**Text provided:**
Sure, yeah. So as the Academic Director for the Business Analytics program, my job is basically trying to make sure our students are involved in analytics and data science competitions. And over the last seven years, since we’ve had this program, our students have won or placed in many of these national competitions. So we’ve got a really well-established brand and name out there, and we thought, “Hey, why don’t we create our own national data analytics competition? And let’s do something that’s for good, not necessarily just focus on trying to make money.”

Yeah, yeah. So tell us a little bit about the actual problem that the students are working on, and maybe a little bit about the mix of who was involved in the competition from across the nation.

Sure. So the actual problem is sponsored by your company, SIL International, and basically, what they’re trying to do is use natural language processing to do image captioning, which is not a trivial task, by any means. So when we put this problem out there to the students, they’re like, “Oh my gosh, what is this?” And the great thing is it’s not something that you would see in a traditional NLP course, this kind of problem, and there’s been a lot of great learning involved.

Overall, we had 172 teams across the nation apply and register for the competition, and there were 36 universities that were represented. Two of those were outside the United States.

Wow. That’s really great. Yeah, the competition, so this image captioning - it’s been cool to see, because recently, SIL put out this dataset around image captioning… And it was convenient timing, because about a week or so later you reached out and said, “Hey, we’re running this cool case competition. Do you have any cool datasets to work on?” And that worked out really good. I think I’ve heard students all learning a lot about natural language processing, but also the world’s languages. So when you try to do image captioning in Thai, for example, there’s no spaces, and you can’t tokenize words with just like spaces… So just even realizing things like that has been quite interesting to see for students. And I know I’ve worked sort of halfway through the day of judging at this point that we’re recording, and I’ve already been surprised and encouraged by a lot of the solutions.

One of the other sponsors of the competition is INFORMS, which I’d love people to know a little bit more about what INFORMS is generally, because it is a vibrant and large community. Can you tell us a little bit about what that is?

**Given task:**
Please state how many teams applied and registered for the competition described in the interview. The records that come next are separate material and have no connection to the interview.

**Given data:**

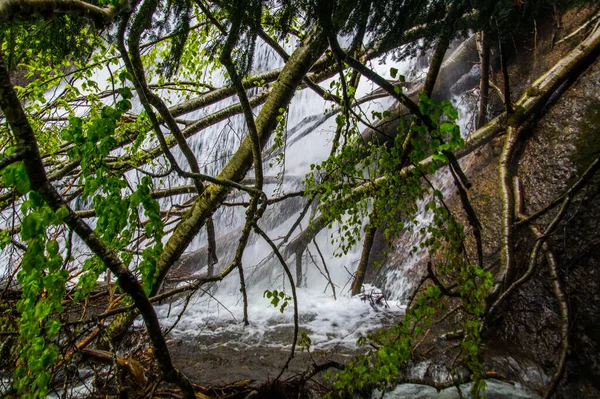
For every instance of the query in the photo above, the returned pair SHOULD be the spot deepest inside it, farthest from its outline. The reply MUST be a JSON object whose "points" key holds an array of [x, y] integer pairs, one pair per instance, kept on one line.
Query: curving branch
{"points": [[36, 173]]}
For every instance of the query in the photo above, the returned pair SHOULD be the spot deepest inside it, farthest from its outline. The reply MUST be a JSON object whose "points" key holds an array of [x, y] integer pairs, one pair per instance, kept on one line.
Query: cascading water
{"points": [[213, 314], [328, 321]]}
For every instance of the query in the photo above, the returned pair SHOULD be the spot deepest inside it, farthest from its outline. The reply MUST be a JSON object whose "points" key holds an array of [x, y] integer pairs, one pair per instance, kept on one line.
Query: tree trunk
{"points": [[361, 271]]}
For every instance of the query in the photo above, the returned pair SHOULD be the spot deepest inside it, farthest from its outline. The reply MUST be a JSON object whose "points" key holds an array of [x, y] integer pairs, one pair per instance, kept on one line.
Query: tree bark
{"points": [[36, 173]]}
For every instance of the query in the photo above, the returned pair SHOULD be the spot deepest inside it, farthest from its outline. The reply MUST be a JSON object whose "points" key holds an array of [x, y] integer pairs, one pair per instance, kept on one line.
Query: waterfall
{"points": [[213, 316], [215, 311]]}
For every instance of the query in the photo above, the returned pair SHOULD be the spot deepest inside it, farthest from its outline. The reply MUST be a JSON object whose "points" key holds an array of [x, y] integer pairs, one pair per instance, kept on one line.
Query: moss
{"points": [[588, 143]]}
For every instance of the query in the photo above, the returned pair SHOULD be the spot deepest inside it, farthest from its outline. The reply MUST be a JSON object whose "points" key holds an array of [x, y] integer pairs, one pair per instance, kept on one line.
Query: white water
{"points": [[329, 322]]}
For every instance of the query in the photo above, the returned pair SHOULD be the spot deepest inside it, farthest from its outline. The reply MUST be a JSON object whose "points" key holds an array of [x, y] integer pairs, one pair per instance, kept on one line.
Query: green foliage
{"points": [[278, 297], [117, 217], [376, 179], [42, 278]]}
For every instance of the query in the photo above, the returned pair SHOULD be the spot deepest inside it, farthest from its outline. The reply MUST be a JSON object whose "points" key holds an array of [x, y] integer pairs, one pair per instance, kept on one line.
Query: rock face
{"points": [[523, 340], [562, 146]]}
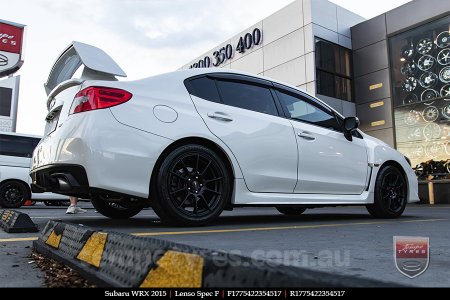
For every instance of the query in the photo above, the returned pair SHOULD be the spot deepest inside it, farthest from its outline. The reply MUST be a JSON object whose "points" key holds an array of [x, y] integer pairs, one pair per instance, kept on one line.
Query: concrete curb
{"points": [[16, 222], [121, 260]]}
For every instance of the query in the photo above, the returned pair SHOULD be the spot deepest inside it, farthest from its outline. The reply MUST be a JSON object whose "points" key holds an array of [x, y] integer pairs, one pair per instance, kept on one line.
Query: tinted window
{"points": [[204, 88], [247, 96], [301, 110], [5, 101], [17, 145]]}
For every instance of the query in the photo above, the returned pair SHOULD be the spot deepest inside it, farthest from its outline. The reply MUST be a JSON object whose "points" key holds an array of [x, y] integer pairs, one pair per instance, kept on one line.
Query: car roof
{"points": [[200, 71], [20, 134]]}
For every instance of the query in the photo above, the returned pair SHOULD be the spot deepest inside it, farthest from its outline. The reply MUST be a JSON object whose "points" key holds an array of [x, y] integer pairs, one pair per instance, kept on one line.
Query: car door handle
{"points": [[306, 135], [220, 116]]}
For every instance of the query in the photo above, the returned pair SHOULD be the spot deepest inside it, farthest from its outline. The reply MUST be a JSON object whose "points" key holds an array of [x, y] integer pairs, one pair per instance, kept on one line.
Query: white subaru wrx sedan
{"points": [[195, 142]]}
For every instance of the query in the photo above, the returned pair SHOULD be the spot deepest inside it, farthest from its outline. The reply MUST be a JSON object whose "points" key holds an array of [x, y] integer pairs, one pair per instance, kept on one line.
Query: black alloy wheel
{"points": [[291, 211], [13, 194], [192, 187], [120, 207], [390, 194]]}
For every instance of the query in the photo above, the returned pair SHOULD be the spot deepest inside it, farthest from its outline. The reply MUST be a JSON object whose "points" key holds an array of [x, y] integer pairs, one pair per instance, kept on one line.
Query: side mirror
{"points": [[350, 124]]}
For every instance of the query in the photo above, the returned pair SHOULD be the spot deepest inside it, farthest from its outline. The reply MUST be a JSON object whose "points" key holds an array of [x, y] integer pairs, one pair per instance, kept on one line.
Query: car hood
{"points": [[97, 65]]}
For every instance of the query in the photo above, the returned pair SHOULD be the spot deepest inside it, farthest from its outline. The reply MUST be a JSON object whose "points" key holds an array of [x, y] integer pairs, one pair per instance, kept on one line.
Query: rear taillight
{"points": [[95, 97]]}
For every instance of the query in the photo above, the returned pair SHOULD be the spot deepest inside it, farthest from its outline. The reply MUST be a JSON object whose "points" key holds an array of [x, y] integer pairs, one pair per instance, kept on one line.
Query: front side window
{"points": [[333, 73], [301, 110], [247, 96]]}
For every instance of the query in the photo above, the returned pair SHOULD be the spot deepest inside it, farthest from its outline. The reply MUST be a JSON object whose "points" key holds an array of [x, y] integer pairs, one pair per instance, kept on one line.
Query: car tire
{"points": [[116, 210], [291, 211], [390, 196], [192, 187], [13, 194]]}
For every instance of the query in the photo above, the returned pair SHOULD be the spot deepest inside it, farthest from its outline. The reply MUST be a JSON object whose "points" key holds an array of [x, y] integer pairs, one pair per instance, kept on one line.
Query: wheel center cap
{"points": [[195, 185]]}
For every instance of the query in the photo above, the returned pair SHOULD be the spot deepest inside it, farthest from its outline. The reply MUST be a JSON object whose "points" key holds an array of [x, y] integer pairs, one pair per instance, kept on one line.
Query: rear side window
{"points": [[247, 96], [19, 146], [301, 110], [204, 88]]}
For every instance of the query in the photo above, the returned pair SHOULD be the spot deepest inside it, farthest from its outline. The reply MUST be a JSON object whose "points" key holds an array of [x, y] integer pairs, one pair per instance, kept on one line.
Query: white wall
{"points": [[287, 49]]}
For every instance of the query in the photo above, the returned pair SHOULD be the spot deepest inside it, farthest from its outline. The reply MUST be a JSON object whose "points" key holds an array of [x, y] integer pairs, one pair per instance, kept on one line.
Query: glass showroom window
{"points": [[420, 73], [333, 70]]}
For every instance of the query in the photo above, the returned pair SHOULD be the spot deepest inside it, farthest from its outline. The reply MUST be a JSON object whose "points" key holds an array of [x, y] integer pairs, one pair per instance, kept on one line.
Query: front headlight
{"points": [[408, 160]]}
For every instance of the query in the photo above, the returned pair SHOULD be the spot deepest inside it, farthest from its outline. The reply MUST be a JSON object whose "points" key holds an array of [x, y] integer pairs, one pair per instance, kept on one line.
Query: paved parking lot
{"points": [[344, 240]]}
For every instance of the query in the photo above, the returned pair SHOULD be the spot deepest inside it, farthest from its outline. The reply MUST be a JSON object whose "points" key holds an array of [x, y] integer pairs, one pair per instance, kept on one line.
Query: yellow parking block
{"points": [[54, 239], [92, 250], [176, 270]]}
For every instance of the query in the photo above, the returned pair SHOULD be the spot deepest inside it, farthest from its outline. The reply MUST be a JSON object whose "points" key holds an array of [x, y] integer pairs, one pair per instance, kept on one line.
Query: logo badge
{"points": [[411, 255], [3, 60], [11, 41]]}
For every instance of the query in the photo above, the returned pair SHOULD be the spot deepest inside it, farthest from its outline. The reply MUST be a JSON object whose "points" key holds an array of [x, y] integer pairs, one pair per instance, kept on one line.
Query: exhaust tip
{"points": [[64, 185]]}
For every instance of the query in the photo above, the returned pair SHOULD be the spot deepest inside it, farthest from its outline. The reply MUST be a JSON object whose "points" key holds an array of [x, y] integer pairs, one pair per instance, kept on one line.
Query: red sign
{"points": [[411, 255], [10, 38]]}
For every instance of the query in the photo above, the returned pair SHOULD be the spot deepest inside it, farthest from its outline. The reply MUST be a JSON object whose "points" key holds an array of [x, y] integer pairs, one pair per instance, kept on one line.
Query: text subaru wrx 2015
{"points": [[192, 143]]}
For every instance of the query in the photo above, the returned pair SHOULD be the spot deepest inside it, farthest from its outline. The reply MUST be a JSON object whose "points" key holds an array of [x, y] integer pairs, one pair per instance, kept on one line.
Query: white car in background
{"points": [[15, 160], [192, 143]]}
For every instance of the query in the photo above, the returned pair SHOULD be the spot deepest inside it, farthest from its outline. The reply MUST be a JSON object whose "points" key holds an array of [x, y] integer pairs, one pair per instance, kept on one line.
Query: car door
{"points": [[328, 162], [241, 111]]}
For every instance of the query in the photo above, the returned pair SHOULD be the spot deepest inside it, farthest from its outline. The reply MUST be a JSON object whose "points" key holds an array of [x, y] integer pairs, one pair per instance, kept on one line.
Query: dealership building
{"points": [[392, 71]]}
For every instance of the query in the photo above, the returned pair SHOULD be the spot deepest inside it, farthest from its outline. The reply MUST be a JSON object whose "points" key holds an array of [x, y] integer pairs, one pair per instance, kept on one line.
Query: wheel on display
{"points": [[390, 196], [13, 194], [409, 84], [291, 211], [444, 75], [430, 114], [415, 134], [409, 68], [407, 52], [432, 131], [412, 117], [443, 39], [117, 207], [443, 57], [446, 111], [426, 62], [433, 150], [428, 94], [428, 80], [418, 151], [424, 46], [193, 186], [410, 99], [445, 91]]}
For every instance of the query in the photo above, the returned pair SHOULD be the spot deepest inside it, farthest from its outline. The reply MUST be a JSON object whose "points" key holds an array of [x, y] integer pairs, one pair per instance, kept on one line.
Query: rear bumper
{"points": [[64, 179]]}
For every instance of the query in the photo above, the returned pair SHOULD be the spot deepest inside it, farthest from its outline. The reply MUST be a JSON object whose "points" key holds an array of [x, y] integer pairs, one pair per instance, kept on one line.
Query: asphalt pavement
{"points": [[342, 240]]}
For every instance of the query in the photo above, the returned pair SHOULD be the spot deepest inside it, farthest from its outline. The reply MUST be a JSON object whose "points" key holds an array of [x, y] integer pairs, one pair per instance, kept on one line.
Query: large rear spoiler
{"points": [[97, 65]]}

**Answer for this exercise:**
172 teams